THE PROBLEM: A faithful copy of the data is the goal; set it down exactly, without the images.

◆ ◆ ◆ ◆ ◆ ◆ ◆

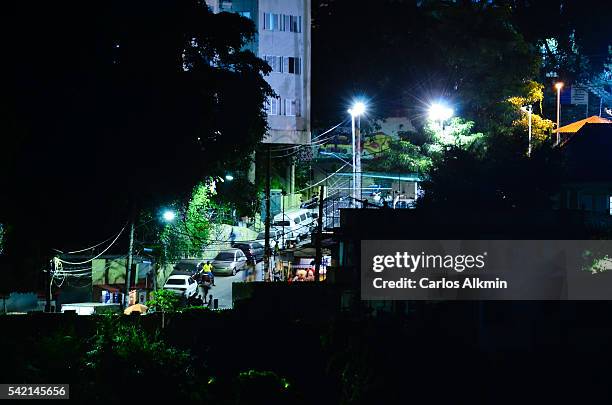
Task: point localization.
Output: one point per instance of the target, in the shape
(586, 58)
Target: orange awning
(575, 126)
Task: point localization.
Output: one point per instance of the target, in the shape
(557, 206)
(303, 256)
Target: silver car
(229, 261)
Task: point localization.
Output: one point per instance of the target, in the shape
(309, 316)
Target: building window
(273, 106)
(293, 65)
(275, 62)
(292, 108)
(282, 22)
(271, 22)
(295, 23)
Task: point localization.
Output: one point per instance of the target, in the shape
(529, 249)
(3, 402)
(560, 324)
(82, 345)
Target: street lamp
(528, 109)
(169, 216)
(558, 86)
(440, 113)
(356, 111)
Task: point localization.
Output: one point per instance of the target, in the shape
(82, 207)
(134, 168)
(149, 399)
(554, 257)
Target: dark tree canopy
(116, 103)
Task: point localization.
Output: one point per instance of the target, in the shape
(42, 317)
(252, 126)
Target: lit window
(275, 62)
(273, 106)
(291, 108)
(293, 65)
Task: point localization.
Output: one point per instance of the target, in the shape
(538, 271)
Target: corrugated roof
(576, 126)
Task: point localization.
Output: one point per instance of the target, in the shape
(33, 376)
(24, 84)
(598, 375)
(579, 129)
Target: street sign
(579, 95)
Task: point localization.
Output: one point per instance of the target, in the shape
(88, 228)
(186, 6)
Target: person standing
(207, 269)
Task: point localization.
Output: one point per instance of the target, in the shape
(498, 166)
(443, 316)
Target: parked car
(229, 261)
(252, 250)
(276, 237)
(299, 222)
(403, 203)
(181, 284)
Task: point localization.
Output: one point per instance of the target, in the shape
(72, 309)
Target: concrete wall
(288, 129)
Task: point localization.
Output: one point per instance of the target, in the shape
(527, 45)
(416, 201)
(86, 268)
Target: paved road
(223, 286)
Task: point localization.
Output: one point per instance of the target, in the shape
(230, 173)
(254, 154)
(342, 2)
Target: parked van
(300, 222)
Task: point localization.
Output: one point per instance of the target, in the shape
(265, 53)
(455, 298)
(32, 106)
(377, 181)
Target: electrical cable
(321, 181)
(100, 254)
(90, 248)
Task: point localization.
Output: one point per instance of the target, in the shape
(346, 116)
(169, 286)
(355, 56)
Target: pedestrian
(205, 286)
(310, 275)
(208, 270)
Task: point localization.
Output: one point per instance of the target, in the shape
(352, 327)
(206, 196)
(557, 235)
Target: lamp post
(528, 109)
(356, 111)
(168, 216)
(558, 86)
(440, 113)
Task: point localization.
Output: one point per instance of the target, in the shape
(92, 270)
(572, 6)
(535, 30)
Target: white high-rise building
(283, 40)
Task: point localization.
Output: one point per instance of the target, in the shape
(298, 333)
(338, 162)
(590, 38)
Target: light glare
(169, 216)
(438, 112)
(358, 109)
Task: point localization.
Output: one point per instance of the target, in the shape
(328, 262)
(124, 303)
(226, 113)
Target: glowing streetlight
(529, 110)
(439, 112)
(356, 111)
(558, 86)
(169, 216)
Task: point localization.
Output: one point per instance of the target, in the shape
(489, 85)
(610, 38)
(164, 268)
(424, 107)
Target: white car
(181, 284)
(229, 262)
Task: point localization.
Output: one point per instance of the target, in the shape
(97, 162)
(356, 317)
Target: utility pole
(353, 130)
(48, 281)
(267, 224)
(128, 265)
(358, 156)
(319, 241)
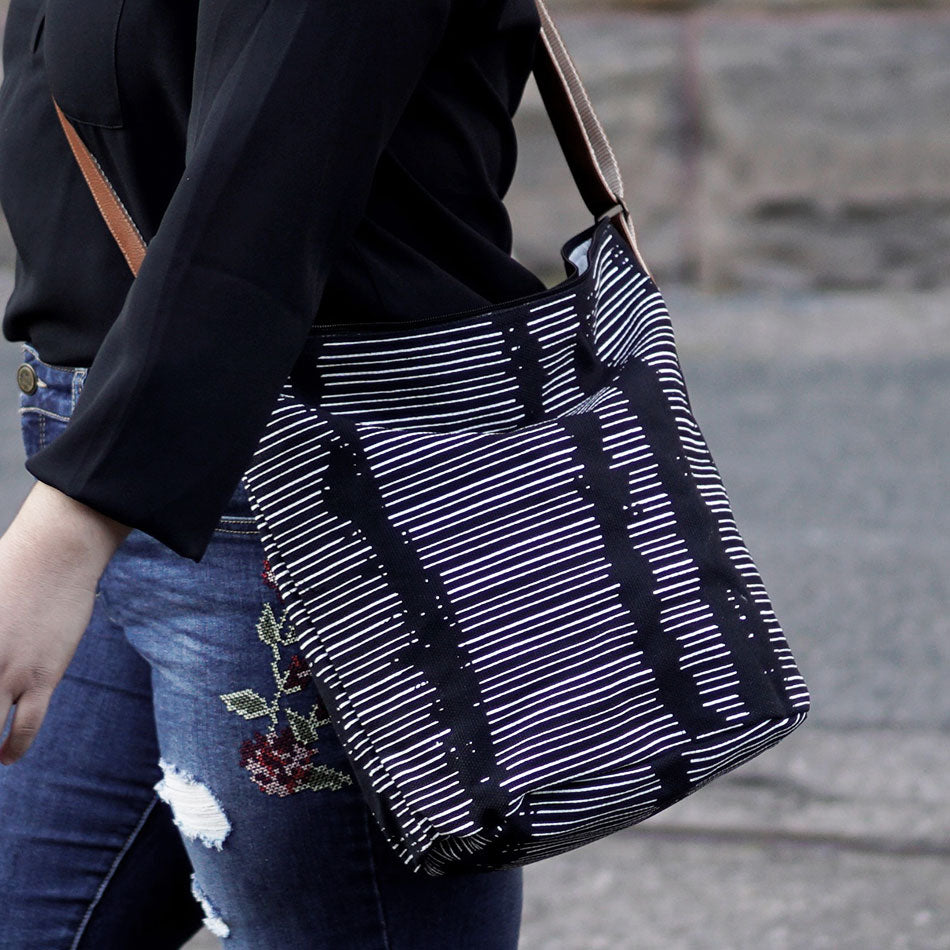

◆ ◆ ◆ ◆ ◆ ◆ ◆

WRITTEN REPLY:
Task: point localization.
Output: one point per instance of the target, in the shape
(586, 58)
Target: orange awning
(575, 126)
Task: point localization.
Output: one point per instance of the target, in the shape
(557, 206)
(303, 256)
Target: silver car
(229, 261)
Task: point localization.
Output: one point per instance of the target, in the shape
(309, 316)
Target: building window
(273, 106)
(293, 65)
(275, 62)
(292, 108)
(282, 22)
(271, 22)
(295, 23)
Task: point localization.
Output: one point per instance of the target, in the shape
(529, 249)
(3, 402)
(560, 324)
(82, 345)
Target: street lamp
(528, 109)
(169, 216)
(558, 86)
(440, 113)
(356, 111)
Task: point localization.
Output: one point per instance of the target, in the shape
(82, 207)
(134, 168)
(149, 399)
(554, 257)
Target: dark tree canopy
(116, 103)
Task: point localization.
Output: one point per instance of the target, in the shape
(42, 317)
(252, 126)
Target: lit window
(275, 62)
(273, 106)
(291, 108)
(293, 65)
Task: point localization.
Output: one point per instance of the target, in the shape
(538, 271)
Target: corrugated roof
(576, 126)
Task: point localization.
Output: one point per instance of the target, in the shape
(33, 376)
(24, 84)
(598, 375)
(579, 129)
Target: street sign
(579, 95)
Task: point localization.
Output: one point per instance of the target, in the shape
(88, 228)
(186, 6)
Target: person standing
(207, 269)
Task: point localization.
Output: one point per instance of the target, in the shape
(498, 166)
(443, 316)
Target: parked car
(229, 261)
(252, 250)
(276, 237)
(299, 222)
(403, 203)
(181, 284)
Task: point localization.
Output: one point per instance of the target, in the shape
(72, 309)
Target: concrete wall
(288, 129)
Task: point localization.
Output: one point per instance of the target, in the shape
(527, 45)
(416, 201)
(86, 268)
Target: paved road
(223, 286)
Task: point localization.
Output: one point per instance of the target, in the shape
(230, 173)
(254, 154)
(342, 2)
Target: parked van
(300, 222)
Task: point localization.
Output: one point per instance of the target, in the shape
(265, 53)
(455, 298)
(32, 106)
(377, 181)
Target: electrical cable
(321, 181)
(100, 254)
(90, 248)
Task: point localization.
Output: one point per instance of the target, in the shape
(346, 116)
(169, 286)
(355, 56)
Target: pedestrian
(205, 286)
(310, 275)
(208, 270)
Task: point localization.
Output: one point per instance of the target, in the shape
(352, 327)
(206, 196)
(557, 235)
Target: lamp post
(528, 109)
(356, 111)
(168, 216)
(558, 86)
(440, 113)
Task: point localization.
Output: one point per instance of the target, in the shape
(92, 270)
(572, 6)
(535, 30)
Target: white high-rise building
(283, 40)
Task: point localization.
Output: one point per instance of the target, in the shape
(298, 333)
(338, 162)
(590, 38)
Target: light glare
(169, 216)
(438, 112)
(358, 109)
Task: point localization.
Output: one point per instance of the target, in the shape
(328, 262)
(124, 303)
(226, 113)
Target: glowing streetlight
(529, 110)
(439, 112)
(356, 111)
(558, 86)
(169, 216)
Task: point localization.
Output: one point per instance of the target, in the shape
(489, 85)
(610, 38)
(164, 268)
(424, 107)
Target: white car
(181, 284)
(229, 262)
Task: point localization.
Output: one point per instance of the target, in the shape
(97, 162)
(356, 317)
Target: utility pole
(353, 130)
(48, 281)
(267, 224)
(128, 265)
(358, 156)
(319, 241)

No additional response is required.